PROBLEM TO SOLVE => Exactly transcribe the span of lines from the one containing "road, one point per instance." through the final line of the entries, inclusive, and nothing outside it. Exclude the pictures.

* START EXTRACTED DATA *

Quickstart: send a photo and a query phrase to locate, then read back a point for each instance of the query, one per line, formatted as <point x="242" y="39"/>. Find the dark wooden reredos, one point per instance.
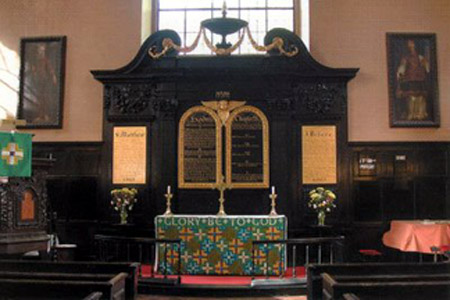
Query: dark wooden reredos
<point x="292" y="92"/>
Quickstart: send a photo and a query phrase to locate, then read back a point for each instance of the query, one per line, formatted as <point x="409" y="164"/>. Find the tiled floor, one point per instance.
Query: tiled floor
<point x="153" y="297"/>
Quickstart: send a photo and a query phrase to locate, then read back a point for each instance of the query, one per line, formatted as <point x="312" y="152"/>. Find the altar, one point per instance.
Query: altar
<point x="221" y="245"/>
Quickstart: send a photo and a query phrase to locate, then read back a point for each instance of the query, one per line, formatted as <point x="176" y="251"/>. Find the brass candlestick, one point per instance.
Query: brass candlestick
<point x="273" y="197"/>
<point x="168" y="196"/>
<point x="221" y="187"/>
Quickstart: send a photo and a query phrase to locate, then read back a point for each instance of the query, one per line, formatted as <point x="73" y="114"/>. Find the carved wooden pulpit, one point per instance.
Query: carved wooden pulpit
<point x="23" y="211"/>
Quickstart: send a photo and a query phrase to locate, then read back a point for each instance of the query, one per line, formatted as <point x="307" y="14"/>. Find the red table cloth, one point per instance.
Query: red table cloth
<point x="417" y="236"/>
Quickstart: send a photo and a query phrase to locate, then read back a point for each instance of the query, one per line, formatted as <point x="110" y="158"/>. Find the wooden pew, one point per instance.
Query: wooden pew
<point x="314" y="271"/>
<point x="132" y="270"/>
<point x="387" y="287"/>
<point x="33" y="288"/>
<point x="93" y="296"/>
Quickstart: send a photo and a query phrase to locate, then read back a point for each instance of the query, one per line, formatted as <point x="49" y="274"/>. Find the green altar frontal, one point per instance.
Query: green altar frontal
<point x="221" y="245"/>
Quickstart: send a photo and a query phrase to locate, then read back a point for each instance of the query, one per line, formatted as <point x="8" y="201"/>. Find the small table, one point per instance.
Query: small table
<point x="417" y="235"/>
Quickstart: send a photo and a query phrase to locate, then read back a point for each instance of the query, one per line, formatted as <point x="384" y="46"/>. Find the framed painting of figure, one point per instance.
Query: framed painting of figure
<point x="42" y="81"/>
<point x="413" y="83"/>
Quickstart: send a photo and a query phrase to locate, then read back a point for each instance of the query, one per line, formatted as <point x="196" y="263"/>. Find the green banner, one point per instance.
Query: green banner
<point x="212" y="245"/>
<point x="15" y="151"/>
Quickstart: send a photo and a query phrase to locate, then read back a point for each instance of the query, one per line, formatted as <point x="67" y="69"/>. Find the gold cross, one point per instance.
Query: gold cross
<point x="221" y="187"/>
<point x="168" y="196"/>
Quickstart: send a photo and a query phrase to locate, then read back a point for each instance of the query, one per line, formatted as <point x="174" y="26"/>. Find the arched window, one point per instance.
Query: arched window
<point x="184" y="16"/>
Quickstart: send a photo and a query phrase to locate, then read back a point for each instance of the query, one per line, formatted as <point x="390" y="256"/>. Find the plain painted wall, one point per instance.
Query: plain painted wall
<point x="101" y="34"/>
<point x="105" y="34"/>
<point x="352" y="33"/>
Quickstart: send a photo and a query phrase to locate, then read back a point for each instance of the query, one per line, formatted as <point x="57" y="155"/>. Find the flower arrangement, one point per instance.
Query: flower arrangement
<point x="123" y="201"/>
<point x="322" y="201"/>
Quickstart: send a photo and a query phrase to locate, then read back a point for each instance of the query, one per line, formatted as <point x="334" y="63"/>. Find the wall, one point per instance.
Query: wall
<point x="352" y="33"/>
<point x="101" y="34"/>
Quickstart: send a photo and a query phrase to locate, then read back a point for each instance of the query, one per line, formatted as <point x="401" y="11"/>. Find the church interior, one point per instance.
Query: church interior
<point x="248" y="149"/>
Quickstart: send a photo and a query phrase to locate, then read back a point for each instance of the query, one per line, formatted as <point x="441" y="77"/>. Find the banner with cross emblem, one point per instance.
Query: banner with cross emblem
<point x="15" y="151"/>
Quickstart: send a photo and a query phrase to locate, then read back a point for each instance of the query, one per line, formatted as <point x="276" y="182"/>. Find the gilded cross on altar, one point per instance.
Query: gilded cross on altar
<point x="168" y="196"/>
<point x="221" y="187"/>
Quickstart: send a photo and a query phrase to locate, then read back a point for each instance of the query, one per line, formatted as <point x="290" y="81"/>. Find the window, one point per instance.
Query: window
<point x="185" y="16"/>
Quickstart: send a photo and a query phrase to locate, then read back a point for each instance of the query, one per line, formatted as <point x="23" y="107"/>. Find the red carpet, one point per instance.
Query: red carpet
<point x="219" y="280"/>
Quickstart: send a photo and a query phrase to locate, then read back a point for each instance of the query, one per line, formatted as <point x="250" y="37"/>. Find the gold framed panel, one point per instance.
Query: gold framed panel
<point x="181" y="138"/>
<point x="319" y="154"/>
<point x="129" y="155"/>
<point x="265" y="129"/>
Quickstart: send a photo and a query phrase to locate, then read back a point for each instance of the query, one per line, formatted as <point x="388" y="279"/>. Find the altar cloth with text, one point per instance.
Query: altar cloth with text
<point x="221" y="245"/>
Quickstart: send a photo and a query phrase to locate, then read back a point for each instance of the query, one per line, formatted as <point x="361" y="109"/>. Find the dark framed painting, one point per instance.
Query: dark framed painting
<point x="413" y="82"/>
<point x="42" y="66"/>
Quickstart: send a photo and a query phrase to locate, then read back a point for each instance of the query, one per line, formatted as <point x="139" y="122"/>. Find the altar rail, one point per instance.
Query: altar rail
<point x="140" y="249"/>
<point x="119" y="248"/>
<point x="322" y="245"/>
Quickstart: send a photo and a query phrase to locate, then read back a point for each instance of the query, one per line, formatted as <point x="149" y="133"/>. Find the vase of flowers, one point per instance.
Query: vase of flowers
<point x="123" y="200"/>
<point x="322" y="201"/>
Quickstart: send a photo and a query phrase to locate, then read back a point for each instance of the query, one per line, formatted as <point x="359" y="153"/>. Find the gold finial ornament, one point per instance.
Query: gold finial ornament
<point x="221" y="187"/>
<point x="223" y="108"/>
<point x="168" y="196"/>
<point x="273" y="197"/>
<point x="224" y="9"/>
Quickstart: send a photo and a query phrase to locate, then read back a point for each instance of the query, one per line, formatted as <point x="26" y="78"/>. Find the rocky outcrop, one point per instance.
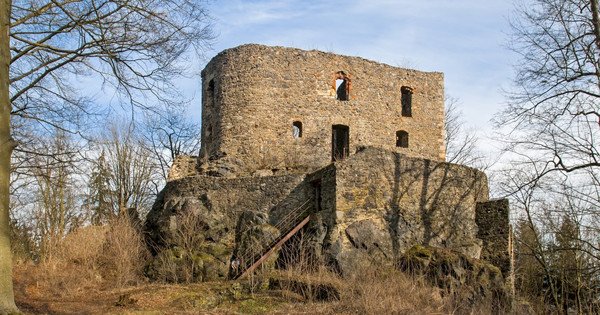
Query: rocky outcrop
<point x="368" y="209"/>
<point x="191" y="229"/>
<point x="467" y="279"/>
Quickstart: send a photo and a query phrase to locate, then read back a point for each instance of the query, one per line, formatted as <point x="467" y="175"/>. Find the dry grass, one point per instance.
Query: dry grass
<point x="87" y="260"/>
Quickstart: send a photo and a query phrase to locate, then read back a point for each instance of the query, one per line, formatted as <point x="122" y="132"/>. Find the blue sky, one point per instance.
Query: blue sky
<point x="465" y="39"/>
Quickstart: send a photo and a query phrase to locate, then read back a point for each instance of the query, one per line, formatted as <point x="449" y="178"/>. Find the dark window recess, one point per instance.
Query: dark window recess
<point x="402" y="139"/>
<point x="211" y="88"/>
<point x="340" y="142"/>
<point x="297" y="129"/>
<point x="342" y="86"/>
<point x="318" y="198"/>
<point x="406" y="101"/>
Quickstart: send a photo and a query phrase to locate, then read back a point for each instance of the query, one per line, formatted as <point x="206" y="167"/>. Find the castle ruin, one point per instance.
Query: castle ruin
<point x="347" y="152"/>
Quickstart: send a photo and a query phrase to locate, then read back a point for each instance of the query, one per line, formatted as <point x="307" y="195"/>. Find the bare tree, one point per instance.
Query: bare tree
<point x="135" y="48"/>
<point x="461" y="142"/>
<point x="168" y="134"/>
<point x="55" y="210"/>
<point x="553" y="111"/>
<point x="132" y="170"/>
<point x="132" y="46"/>
<point x="7" y="303"/>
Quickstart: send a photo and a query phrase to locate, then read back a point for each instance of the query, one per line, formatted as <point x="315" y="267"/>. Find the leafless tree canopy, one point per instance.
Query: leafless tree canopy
<point x="134" y="47"/>
<point x="554" y="111"/>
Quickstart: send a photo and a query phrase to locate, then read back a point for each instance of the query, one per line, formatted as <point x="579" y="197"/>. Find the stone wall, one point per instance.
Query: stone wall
<point x="387" y="202"/>
<point x="370" y="208"/>
<point x="253" y="94"/>
<point x="216" y="205"/>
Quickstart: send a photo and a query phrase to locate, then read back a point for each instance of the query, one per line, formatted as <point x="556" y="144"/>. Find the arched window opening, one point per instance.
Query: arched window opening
<point x="406" y="101"/>
<point x="341" y="85"/>
<point x="402" y="139"/>
<point x="340" y="142"/>
<point x="211" y="88"/>
<point x="297" y="129"/>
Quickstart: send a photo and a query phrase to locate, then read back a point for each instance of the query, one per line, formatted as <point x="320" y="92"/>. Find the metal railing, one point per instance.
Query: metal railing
<point x="254" y="253"/>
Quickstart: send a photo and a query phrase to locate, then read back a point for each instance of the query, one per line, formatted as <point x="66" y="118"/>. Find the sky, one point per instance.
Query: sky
<point x="464" y="39"/>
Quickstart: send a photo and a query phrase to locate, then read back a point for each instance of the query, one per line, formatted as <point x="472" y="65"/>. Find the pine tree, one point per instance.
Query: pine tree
<point x="100" y="194"/>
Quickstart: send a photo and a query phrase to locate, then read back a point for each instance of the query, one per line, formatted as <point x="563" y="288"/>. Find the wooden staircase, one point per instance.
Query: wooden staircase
<point x="289" y="225"/>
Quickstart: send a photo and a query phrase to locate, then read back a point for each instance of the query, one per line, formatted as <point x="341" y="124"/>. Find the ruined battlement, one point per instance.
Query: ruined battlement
<point x="274" y="108"/>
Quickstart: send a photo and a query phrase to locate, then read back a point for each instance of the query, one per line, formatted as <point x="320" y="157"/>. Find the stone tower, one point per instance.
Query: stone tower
<point x="276" y="108"/>
<point x="346" y="150"/>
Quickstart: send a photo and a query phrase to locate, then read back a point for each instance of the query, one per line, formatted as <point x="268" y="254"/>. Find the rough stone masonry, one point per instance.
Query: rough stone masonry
<point x="276" y="137"/>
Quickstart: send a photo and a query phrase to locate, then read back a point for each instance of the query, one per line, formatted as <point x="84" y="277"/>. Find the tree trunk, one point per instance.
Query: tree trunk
<point x="7" y="303"/>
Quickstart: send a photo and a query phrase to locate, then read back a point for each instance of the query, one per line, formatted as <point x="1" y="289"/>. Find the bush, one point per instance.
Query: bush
<point x="89" y="258"/>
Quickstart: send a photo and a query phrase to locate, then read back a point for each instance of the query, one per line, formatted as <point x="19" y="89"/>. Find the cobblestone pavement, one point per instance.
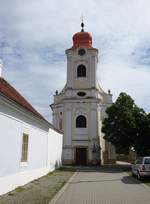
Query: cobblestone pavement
<point x="101" y="186"/>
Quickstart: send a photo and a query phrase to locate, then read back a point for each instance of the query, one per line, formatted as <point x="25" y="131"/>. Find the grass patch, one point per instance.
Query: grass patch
<point x="39" y="191"/>
<point x="19" y="189"/>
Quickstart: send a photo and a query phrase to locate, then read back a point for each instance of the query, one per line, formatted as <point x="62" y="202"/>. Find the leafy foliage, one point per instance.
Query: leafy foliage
<point x="127" y="126"/>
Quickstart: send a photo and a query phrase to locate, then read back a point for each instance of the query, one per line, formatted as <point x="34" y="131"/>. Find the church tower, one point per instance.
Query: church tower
<point x="78" y="110"/>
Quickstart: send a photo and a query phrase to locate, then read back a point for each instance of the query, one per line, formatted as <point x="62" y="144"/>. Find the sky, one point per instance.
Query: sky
<point x="35" y="34"/>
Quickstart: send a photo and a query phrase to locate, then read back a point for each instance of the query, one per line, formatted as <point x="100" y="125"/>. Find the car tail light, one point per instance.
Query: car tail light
<point x="142" y="168"/>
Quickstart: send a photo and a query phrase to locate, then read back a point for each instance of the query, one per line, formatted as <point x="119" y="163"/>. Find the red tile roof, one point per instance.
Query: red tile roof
<point x="13" y="94"/>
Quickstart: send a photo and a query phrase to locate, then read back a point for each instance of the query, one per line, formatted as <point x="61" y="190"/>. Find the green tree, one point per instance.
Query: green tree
<point x="127" y="126"/>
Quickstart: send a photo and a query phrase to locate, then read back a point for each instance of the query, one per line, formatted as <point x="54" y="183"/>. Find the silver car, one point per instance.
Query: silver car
<point x="141" y="168"/>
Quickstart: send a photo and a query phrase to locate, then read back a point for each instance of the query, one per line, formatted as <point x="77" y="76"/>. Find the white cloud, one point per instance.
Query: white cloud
<point x="34" y="35"/>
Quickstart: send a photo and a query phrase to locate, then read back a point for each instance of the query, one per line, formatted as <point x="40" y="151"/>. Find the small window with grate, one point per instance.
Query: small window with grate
<point x="24" y="156"/>
<point x="81" y="71"/>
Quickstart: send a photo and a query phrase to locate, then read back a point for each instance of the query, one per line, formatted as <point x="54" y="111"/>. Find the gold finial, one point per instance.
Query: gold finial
<point x="82" y="24"/>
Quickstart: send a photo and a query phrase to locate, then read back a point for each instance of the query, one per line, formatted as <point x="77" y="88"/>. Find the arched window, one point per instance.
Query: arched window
<point x="81" y="121"/>
<point x="81" y="71"/>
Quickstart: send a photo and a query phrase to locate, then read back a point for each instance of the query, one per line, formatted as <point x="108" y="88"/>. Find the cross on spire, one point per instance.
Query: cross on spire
<point x="82" y="24"/>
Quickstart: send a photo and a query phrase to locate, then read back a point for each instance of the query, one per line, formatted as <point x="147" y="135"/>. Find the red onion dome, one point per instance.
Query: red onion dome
<point x="82" y="39"/>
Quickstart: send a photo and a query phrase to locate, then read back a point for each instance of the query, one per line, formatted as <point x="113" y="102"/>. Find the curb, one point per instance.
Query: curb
<point x="61" y="191"/>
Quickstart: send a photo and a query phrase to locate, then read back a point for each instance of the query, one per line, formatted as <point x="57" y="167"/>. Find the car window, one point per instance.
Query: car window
<point x="139" y="161"/>
<point x="147" y="161"/>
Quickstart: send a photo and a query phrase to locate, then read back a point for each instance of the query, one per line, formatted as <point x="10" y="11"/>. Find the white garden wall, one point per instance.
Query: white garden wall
<point x="44" y="150"/>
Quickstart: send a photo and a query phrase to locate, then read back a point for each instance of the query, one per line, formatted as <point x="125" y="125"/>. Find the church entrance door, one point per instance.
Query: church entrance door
<point x="81" y="156"/>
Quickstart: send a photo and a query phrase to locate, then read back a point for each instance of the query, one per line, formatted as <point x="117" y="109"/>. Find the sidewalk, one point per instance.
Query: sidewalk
<point x="104" y="186"/>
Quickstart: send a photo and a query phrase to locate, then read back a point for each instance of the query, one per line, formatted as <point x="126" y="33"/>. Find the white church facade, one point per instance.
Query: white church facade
<point x="79" y="108"/>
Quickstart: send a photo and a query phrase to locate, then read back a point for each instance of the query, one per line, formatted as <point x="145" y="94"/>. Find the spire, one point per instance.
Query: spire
<point x="1" y="67"/>
<point x="82" y="24"/>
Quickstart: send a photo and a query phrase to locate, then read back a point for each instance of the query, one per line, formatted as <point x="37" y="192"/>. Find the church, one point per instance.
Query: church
<point x="79" y="108"/>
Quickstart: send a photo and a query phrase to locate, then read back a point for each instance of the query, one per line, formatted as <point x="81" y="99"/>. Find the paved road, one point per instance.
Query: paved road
<point x="101" y="186"/>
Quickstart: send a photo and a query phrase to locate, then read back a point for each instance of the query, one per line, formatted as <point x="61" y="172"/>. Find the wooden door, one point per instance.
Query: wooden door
<point x="81" y="156"/>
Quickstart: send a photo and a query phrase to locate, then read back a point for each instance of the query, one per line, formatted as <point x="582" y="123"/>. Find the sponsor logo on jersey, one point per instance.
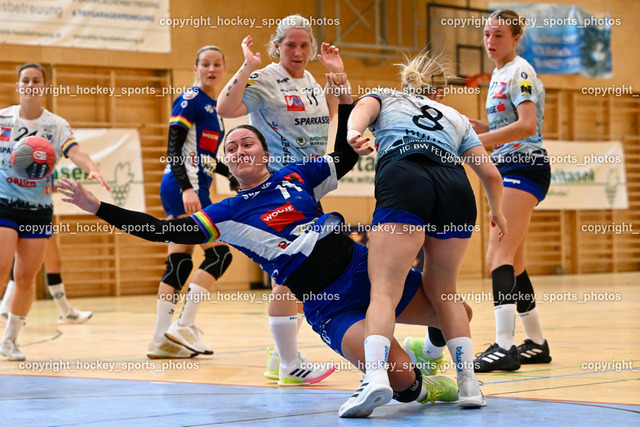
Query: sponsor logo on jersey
<point x="525" y="87"/>
<point x="500" y="90"/>
<point x="280" y="217"/>
<point x="5" y="133"/>
<point x="209" y="140"/>
<point x="303" y="121"/>
<point x="294" y="103"/>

* END EXTRACTED DATA *

EXERCISE SOLUTION =>
Quickstart: send a photo and a query phrase to locate, then read back a point for each instance of the query, one per line, formatted as <point x="81" y="99"/>. Find the paved road, one point per instance.
Query: paved road
<point x="101" y="186"/>
Quickstart: send a photo and a query phrase to locate, then read back a point for each instance of the query, one per line, formatted as <point x="61" y="172"/>. Find the wooden door, one point per instance.
Query: wooden door
<point x="81" y="156"/>
Quickstart: send a photo and a query phrase to locate, then read back a point for each instance of the query, one per line, formatted as <point x="582" y="123"/>. Find the sponsor logo on jersey, one point per instance.
Query: sponsor logo on jersey
<point x="525" y="87"/>
<point x="500" y="90"/>
<point x="280" y="217"/>
<point x="5" y="133"/>
<point x="209" y="140"/>
<point x="303" y="121"/>
<point x="294" y="103"/>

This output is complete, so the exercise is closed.